_Material to process_.
-- START --

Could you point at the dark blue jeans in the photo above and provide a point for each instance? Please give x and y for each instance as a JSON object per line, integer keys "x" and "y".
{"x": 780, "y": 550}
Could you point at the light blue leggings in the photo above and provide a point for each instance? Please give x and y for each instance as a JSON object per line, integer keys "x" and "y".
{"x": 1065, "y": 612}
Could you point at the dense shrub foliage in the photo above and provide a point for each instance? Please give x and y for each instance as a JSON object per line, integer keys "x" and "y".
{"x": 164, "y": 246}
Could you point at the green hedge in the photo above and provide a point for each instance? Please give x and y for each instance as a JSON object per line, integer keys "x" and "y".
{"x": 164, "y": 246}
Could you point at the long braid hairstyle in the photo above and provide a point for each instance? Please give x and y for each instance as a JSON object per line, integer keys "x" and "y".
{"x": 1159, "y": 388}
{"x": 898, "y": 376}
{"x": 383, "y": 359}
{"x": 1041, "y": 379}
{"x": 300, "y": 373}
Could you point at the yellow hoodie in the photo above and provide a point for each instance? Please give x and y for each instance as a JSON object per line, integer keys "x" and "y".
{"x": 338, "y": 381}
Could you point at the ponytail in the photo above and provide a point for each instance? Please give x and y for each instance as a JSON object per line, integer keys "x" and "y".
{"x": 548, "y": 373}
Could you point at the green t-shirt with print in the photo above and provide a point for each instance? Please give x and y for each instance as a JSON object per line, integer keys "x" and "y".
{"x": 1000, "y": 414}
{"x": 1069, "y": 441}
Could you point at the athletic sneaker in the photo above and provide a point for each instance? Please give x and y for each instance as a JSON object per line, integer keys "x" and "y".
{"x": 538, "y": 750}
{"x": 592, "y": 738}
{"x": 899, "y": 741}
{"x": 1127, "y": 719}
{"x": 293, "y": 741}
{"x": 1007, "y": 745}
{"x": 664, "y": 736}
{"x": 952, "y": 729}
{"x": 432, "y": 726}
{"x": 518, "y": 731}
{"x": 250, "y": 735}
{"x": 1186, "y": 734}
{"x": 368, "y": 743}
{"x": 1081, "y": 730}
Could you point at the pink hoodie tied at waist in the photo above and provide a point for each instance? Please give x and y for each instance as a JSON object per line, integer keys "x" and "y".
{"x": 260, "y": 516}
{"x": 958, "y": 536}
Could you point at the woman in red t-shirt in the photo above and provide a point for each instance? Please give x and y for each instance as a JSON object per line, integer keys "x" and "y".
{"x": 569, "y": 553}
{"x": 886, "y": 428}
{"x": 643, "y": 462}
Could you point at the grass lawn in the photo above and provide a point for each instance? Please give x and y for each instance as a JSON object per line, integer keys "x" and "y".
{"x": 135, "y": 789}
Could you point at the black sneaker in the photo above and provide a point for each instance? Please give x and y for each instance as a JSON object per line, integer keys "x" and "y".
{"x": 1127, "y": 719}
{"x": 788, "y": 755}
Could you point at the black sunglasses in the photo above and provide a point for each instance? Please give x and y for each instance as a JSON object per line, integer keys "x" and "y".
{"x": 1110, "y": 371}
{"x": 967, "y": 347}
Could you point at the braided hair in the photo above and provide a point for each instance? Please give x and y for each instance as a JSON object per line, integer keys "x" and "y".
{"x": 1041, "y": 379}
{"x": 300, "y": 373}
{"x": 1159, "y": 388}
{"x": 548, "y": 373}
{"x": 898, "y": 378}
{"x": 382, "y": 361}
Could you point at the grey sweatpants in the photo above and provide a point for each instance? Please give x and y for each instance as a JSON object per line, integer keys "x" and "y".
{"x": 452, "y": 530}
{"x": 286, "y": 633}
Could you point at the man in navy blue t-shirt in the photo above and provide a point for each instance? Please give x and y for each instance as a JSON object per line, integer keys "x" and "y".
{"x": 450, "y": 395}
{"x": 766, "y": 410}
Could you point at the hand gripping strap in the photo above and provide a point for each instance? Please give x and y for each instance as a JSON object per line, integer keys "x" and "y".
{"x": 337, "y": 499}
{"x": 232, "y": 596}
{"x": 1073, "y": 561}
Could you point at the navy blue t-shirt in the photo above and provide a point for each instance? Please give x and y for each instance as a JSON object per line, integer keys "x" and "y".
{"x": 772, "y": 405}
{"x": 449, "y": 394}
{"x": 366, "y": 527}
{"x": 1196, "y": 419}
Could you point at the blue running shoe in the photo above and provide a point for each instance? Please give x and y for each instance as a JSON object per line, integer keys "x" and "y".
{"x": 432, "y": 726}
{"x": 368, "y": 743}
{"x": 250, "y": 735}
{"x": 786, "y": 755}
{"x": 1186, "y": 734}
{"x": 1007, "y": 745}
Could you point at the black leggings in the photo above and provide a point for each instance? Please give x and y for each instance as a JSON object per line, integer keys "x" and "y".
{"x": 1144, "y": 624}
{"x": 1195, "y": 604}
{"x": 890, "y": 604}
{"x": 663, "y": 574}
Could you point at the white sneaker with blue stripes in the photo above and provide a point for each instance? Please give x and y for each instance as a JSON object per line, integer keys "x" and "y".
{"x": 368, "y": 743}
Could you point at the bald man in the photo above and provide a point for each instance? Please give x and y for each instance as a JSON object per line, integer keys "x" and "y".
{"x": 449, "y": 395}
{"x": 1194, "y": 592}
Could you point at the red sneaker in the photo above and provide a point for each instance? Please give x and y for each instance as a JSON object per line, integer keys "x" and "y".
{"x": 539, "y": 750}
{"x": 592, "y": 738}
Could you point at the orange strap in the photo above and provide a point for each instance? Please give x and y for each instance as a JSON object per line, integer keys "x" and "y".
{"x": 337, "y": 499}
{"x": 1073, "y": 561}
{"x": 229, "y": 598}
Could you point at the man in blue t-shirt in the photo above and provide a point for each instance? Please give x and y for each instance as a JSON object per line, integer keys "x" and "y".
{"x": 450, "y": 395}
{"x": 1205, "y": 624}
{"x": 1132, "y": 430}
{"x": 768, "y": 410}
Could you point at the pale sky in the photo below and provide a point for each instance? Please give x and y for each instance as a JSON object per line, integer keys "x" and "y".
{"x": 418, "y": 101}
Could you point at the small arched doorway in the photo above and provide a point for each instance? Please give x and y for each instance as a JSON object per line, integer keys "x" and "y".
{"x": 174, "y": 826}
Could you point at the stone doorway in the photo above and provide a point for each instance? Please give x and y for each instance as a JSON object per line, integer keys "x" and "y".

-- END --

Write out the listing once more, matching it exactly.

Could you point at the dark blue jeans in the photo above and provide a point for each instance? Please give x and y for each instance as a JSON object per line, integer keys "x" and "y".
{"x": 780, "y": 550}
Could you point at the light blue leggings in the photo above and provide a point for each instance? Please give x and y for each instance as a JSON object per line, integer keys "x" and "y".
{"x": 1065, "y": 612}
Could you point at the dense shrub foliage in the photo above and provide a point for each instance? Please give x and y for each instance as a JSON object per line, integer keys "x" and "y".
{"x": 164, "y": 246}
Could you point at the green hedge in the photo above and provide a point for each instance? Please give x and y for each instance as a JSON object per line, integer keys "x" and "y".
{"x": 164, "y": 246}
Could you point at the long braid hairstyle in the photo above and provide a point for each instance? Please give x and y for each instance as a JSON object per line, integer keys "x" and "y".
{"x": 1159, "y": 388}
{"x": 898, "y": 376}
{"x": 383, "y": 359}
{"x": 1041, "y": 379}
{"x": 300, "y": 373}
Could you point at the yellow hoodie in the photo above and provide a point for each instance? Please give x and y for each instance as a JSON object per line, integer keys "x" and "y".
{"x": 338, "y": 381}
Could you point at the ponytail in the photo above and provide a point for each instance? Please give x and y for each instance as a JSON object per line, integer keys "x" and "y".
{"x": 548, "y": 373}
Could you point at the green t-shirt with print in the photo above and provide a point for each instance? Please give x and y for each instance as a JSON object per line, integer keys "x" and "y".
{"x": 1000, "y": 414}
{"x": 1069, "y": 441}
Could you point at the athletic sneaker in the photo above and provide a point for each instance? Please give x and y for each instance as a JSON object per line, integer keys "x" and "y".
{"x": 538, "y": 750}
{"x": 592, "y": 738}
{"x": 899, "y": 741}
{"x": 1127, "y": 719}
{"x": 293, "y": 741}
{"x": 1007, "y": 745}
{"x": 664, "y": 736}
{"x": 952, "y": 729}
{"x": 432, "y": 726}
{"x": 518, "y": 731}
{"x": 250, "y": 735}
{"x": 1186, "y": 734}
{"x": 368, "y": 743}
{"x": 1081, "y": 730}
Could you point at the pink hoodie tied at waist in the photo above and provide a point for each instance? Please give x and y for each instance as a JSON object per line, integer keys "x" and "y".
{"x": 260, "y": 516}
{"x": 958, "y": 536}
Could you point at the woman in red t-shirt in the photo above and provide a point for each instance? Please give x and y for each instance as a JSON object per line, integer keys "x" and "y".
{"x": 569, "y": 553}
{"x": 886, "y": 428}
{"x": 643, "y": 462}
Could you point at the grass lawn in the photo above and provide a point for each instance? Please give x and y for each instance as a JSON object per line, integer keys "x" and "y".
{"x": 135, "y": 789}
Could you point at the black sneaker in the photo above and provide a point for each instance? Please give x and y for each instance as a JSON object per line, integer keys "x" and "y".
{"x": 1127, "y": 719}
{"x": 788, "y": 755}
Could you point at the black sunglasses in the photo above and provide a point for each instance? Please give x and y for each instance as a JSON object per line, integer keys "x" and "y".
{"x": 1110, "y": 371}
{"x": 967, "y": 347}
Could you point at the braided hair in the photo above and provide a point for each instance? Please give x and y for each instance as a JSON object per line, integer keys "x" and "y".
{"x": 1041, "y": 379}
{"x": 300, "y": 373}
{"x": 1159, "y": 388}
{"x": 548, "y": 373}
{"x": 898, "y": 378}
{"x": 382, "y": 361}
Could you point at the grey sweatpants in the photo above and provide a point for each instance? Please give x and y for each instance as a JSON object per line, integer keys "x" and "y".
{"x": 452, "y": 530}
{"x": 286, "y": 633}
Could you point at the man in navy blue t-shirt in the photo above and provide a point for each instance? Please give x and y for each instance as a JSON object per line, integer keys "x" and "y".
{"x": 450, "y": 395}
{"x": 766, "y": 410}
Could you point at the hand gripping strap in the photo above and provide a point for each instance? Please give x and y for each instance as a JSON object per line, integer keys "x" and "y".
{"x": 337, "y": 499}
{"x": 232, "y": 596}
{"x": 1073, "y": 561}
Could you point at the navy blue t-shirt in the photo above and provide a point for each instance? Please give x and y for each instance as a JSON object per line, integer keys "x" and "y".
{"x": 772, "y": 405}
{"x": 449, "y": 394}
{"x": 366, "y": 527}
{"x": 1196, "y": 419}
Could you point at the blue running shoe in the photo above and provide a point for each instance? Please give x and y for each instance as a JSON object per line, integer keys "x" and "y".
{"x": 432, "y": 726}
{"x": 368, "y": 743}
{"x": 250, "y": 735}
{"x": 786, "y": 755}
{"x": 1186, "y": 734}
{"x": 1007, "y": 745}
Could you point at the black leggings in the photo above and provide a point for each instance? Please give x and y for each instance as a JSON object per line, integer keys "x" and "y".
{"x": 1144, "y": 624}
{"x": 1195, "y": 604}
{"x": 890, "y": 604}
{"x": 663, "y": 574}
Could you point at the white sneaker with blue stripes in the photo above and provide a point for each instance? Please give x and y for each instance as a JSON object per line, integer keys "x" and "y".
{"x": 368, "y": 743}
Could you point at the bald man in the photo above and provide a point for each instance? Please give x and y for each instance as a JSON object per line, integer keys "x" and "y".
{"x": 449, "y": 395}
{"x": 1194, "y": 592}
Could you point at the red sneaker in the photo above and provide a point for each instance? Please give x and y for each instance as a JSON object per line, integer keys "x" and "y".
{"x": 539, "y": 750}
{"x": 592, "y": 738}
Could you point at the orange strap in the photo above and provide a point for each instance? Please give x and y for each instance as a JSON object per line, integer keys "x" and "y".
{"x": 337, "y": 499}
{"x": 1073, "y": 561}
{"x": 229, "y": 598}
Could you point at the man in blue t-shirt in the photo above and provide a point for each instance? Please give x and y for each instance as a JSON object per line, integer keys "x" and "y".
{"x": 450, "y": 395}
{"x": 1205, "y": 624}
{"x": 1132, "y": 430}
{"x": 768, "y": 410}
Could you point at the pale sky in the photo below and provide a point for each instance? Please give x and y for each instance as a JSON object per line, integer keys "x" and "y".
{"x": 418, "y": 101}
Could you point at the small arched doorway in the photo above and provide a point for each instance? Please give x and y for each instance as a JSON object per line, integer keys "x" and "y".
{"x": 174, "y": 826}
Could you point at the stone doorway in the photo above and provide a point for each instance? Please give x and y for each instance as a JSON object per line, integer keys "x" and "y".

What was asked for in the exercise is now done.